Repeat exactly the lines of the listing from the line containing "promenade in the photo above." through its last line, and nothing beyond them.

## INPUT RECORDS:
Start
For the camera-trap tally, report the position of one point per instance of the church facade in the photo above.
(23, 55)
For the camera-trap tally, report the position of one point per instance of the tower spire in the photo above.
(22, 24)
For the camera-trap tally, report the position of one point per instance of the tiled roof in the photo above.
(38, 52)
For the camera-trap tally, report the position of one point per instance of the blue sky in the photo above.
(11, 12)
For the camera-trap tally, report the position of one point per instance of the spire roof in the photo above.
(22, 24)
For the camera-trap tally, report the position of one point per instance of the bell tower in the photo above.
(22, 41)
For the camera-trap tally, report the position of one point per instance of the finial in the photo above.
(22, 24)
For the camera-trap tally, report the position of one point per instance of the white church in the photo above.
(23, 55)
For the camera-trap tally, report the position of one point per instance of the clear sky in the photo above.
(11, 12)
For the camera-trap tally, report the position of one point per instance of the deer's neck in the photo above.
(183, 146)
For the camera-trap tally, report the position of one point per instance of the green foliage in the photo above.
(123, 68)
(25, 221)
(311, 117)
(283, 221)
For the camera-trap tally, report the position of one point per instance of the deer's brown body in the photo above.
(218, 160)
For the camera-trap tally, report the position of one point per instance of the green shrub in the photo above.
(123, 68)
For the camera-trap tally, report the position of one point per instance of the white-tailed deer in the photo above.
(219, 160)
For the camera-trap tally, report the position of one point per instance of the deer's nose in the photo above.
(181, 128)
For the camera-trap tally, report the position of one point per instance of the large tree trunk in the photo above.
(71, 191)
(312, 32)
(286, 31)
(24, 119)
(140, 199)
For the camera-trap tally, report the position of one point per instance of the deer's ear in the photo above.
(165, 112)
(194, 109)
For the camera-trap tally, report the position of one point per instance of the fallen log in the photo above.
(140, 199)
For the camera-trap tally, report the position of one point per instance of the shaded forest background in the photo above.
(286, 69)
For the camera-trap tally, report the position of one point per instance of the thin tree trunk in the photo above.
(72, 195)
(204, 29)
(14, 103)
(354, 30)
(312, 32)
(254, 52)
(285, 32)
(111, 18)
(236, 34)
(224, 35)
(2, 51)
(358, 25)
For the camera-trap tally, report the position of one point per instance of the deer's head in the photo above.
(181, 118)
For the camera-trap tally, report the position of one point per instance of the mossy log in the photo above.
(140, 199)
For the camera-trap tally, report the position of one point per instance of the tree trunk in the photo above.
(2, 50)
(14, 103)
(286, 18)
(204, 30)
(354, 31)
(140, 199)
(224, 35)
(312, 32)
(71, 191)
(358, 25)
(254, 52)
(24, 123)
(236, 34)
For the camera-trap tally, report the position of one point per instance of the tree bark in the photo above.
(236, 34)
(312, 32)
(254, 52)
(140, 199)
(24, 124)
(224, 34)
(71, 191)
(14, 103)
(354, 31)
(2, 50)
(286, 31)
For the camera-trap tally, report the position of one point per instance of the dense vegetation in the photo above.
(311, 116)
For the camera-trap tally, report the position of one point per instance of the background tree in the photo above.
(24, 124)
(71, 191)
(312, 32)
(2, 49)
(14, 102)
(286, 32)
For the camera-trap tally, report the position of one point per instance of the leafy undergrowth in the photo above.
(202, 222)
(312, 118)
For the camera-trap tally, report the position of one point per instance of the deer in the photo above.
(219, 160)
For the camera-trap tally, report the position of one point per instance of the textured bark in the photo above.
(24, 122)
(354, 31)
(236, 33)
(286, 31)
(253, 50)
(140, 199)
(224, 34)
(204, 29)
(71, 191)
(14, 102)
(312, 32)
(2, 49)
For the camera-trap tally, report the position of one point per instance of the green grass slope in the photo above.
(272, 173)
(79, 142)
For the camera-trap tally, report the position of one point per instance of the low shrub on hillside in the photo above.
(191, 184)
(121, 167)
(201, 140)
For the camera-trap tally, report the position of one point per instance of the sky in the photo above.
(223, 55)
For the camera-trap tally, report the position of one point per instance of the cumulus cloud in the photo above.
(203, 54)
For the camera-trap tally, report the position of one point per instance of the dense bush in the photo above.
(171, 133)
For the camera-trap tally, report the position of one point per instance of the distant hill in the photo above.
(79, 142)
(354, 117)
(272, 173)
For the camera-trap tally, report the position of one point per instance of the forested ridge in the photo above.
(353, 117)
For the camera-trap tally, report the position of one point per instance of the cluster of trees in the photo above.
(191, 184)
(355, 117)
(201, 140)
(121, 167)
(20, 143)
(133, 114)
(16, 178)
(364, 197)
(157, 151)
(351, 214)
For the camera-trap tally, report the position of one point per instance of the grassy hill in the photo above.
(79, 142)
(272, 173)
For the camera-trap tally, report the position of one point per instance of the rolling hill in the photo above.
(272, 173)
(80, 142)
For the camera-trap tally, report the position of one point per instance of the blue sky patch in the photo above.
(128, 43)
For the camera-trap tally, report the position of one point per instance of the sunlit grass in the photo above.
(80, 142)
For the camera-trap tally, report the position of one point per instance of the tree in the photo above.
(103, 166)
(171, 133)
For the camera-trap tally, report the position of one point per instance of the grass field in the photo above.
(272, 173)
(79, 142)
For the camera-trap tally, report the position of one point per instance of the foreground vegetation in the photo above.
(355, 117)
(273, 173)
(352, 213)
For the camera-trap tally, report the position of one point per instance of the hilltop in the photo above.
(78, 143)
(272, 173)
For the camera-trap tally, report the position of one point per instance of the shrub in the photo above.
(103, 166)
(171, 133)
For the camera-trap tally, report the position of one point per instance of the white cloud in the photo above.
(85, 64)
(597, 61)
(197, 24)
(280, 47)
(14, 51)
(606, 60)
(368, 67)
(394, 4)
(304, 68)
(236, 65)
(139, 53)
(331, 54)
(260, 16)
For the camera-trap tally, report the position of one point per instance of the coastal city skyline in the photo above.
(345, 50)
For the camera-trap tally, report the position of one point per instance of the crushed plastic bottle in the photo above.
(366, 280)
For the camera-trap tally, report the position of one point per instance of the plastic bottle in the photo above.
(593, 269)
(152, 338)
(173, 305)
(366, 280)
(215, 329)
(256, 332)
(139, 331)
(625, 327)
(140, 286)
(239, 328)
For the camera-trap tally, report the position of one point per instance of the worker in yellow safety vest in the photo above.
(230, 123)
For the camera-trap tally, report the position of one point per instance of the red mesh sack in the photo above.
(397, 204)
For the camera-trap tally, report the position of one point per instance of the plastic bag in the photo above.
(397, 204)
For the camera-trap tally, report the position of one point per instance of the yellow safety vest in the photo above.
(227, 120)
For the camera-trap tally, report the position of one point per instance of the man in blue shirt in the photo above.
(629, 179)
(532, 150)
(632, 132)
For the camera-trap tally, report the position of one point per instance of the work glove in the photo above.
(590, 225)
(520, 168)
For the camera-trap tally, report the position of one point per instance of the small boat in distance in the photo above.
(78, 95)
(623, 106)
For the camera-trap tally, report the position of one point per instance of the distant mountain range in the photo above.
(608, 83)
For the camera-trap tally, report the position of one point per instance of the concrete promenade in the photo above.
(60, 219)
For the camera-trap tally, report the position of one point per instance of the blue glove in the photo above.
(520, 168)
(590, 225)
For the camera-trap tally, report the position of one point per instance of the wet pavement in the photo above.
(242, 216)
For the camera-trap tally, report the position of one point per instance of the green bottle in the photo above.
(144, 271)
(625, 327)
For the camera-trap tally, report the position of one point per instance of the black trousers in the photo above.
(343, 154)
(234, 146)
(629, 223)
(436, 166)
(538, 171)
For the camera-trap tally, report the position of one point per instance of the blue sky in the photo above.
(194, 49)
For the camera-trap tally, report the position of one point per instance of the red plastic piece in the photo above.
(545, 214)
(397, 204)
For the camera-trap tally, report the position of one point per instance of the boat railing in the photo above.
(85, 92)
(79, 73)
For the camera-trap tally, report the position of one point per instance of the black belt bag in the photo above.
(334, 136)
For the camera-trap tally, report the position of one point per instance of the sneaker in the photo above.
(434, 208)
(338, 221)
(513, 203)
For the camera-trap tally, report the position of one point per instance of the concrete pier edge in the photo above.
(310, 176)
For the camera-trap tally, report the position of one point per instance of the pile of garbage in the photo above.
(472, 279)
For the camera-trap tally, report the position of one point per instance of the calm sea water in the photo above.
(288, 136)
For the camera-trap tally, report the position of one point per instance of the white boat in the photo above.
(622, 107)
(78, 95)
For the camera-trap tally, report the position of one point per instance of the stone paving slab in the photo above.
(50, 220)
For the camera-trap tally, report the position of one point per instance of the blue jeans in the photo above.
End
## TASK SOLUTION:
For the camera-trap tally, report the position of one point per instance of the concrete promenade in the photo above.
(60, 219)
For the camera-trap tally, report the position of one point per instance of the blue glove in the photo above.
(520, 168)
(590, 225)
For the camera-trap tally, report the position of one point per instance of the wet pavement in the photo above.
(242, 216)
For the camera-trap tally, report the position of one point per instance of the green bottle in the photo above.
(144, 271)
(625, 327)
For the camera-trap tally, report the position of one point per instance of the black trousers in the photo above.
(343, 154)
(234, 146)
(629, 223)
(436, 166)
(538, 171)
For the camera-trap tally, report the position of one point per instance of the blue sky in the photo above.
(194, 49)
For the camera-trap tally, report the position of one point per instance of the red plastic piece in the photo above.
(545, 214)
(397, 204)
For the camera-trap tally, report the position of one point per instance of the boat railing in the photo above.
(85, 92)
(79, 73)
For the camera-trap tally, report the position of one point per instance of the black belt bag in the photo above.
(334, 136)
For the camera-trap tally, report the position of one point per instance of the sneaker in the photo above.
(434, 208)
(338, 221)
(513, 203)
For the camera-trap tally, report the position of one point per instance of the concrete pier edge in the photo above.
(310, 176)
For the camera-trap tally, report the position of one point per instance of the pile of garbage in the photo above.
(472, 279)
For the camera-trap tally, report the position of one point per instance of the calm sea water in the photo above.
(288, 136)
For the camera-trap tally, report the position of one point per instance of the white boat in the photo above.
(622, 107)
(78, 95)
For the camera-trap tally, report the position of one point per instance of the stone paving slab in the photo above.
(50, 220)
For the camera-trap tally, report the position of one point per instance of the blue jeans in the photo above.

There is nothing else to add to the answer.